Pull out each of the lines below that contains the word "outdoor".

Photo object pointing records:
━━━━━━
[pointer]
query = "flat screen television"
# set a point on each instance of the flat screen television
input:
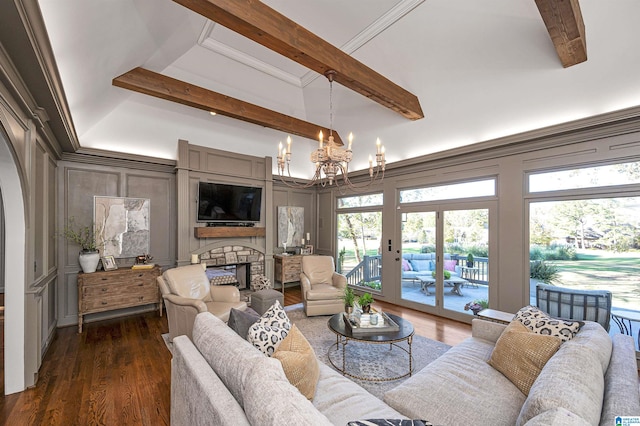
(232, 204)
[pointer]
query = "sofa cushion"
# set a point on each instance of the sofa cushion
(520, 354)
(459, 387)
(240, 321)
(421, 265)
(271, 400)
(558, 417)
(269, 331)
(188, 281)
(573, 378)
(342, 400)
(299, 362)
(389, 422)
(230, 356)
(541, 323)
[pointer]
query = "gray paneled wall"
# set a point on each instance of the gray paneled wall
(79, 182)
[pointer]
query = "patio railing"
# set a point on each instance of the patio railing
(370, 268)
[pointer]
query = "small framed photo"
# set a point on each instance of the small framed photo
(109, 263)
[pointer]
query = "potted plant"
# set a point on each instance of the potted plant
(365, 301)
(349, 298)
(476, 306)
(85, 237)
(470, 260)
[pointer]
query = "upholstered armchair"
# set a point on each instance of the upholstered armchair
(589, 305)
(322, 287)
(187, 292)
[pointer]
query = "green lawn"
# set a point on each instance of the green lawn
(617, 272)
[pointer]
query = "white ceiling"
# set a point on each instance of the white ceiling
(481, 70)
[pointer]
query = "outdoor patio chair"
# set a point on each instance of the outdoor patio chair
(569, 303)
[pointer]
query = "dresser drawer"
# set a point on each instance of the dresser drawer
(123, 288)
(108, 289)
(116, 302)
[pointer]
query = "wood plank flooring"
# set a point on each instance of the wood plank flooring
(118, 372)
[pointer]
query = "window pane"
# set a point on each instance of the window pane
(360, 201)
(481, 188)
(359, 254)
(588, 177)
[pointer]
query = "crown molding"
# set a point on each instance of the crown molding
(369, 33)
(216, 46)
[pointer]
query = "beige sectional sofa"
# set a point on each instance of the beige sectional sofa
(221, 379)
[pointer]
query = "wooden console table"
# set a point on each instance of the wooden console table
(123, 288)
(287, 269)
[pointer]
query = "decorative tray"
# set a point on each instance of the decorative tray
(359, 323)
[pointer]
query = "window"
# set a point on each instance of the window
(480, 188)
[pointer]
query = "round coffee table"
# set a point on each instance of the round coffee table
(344, 335)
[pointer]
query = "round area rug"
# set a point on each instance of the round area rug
(364, 359)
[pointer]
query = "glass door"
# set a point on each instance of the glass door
(450, 272)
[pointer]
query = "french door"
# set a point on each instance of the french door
(445, 258)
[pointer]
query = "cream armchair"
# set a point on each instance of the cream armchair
(322, 287)
(186, 292)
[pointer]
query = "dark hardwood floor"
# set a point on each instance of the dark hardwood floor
(118, 372)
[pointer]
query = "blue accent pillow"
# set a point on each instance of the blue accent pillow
(420, 265)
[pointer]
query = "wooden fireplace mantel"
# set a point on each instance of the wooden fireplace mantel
(228, 231)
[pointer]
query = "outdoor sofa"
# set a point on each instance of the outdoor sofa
(221, 379)
(423, 264)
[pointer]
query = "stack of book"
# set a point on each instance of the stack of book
(143, 266)
(360, 323)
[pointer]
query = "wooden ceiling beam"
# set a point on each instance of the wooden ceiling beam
(563, 20)
(262, 24)
(160, 86)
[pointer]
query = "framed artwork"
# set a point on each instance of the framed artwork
(109, 263)
(290, 226)
(122, 225)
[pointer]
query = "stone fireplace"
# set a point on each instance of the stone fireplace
(246, 261)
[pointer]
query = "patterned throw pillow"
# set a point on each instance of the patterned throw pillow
(540, 322)
(299, 362)
(269, 331)
(520, 354)
(390, 422)
(240, 321)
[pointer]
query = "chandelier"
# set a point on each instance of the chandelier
(331, 160)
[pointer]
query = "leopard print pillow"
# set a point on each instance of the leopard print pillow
(269, 331)
(541, 323)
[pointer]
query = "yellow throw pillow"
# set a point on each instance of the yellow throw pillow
(520, 354)
(299, 362)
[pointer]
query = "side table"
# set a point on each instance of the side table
(495, 316)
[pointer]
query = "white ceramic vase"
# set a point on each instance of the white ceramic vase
(89, 261)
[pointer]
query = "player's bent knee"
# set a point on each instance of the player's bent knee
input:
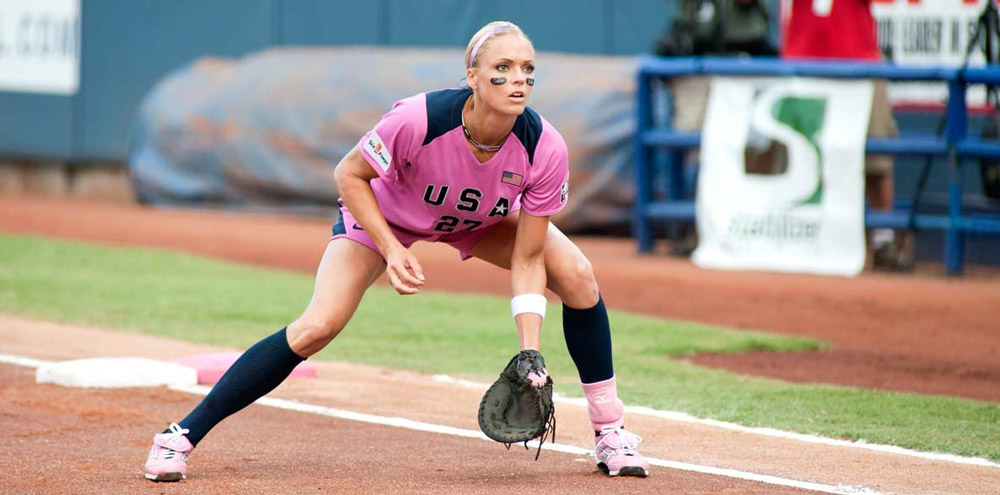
━━━━━━
■ **WRITTEN ANSWER**:
query = "outdoor patio chair"
# set a point on each instance of the outdoor patio chair
query = "outdoor sofa"
# set a point on each instance of the outdoor sofa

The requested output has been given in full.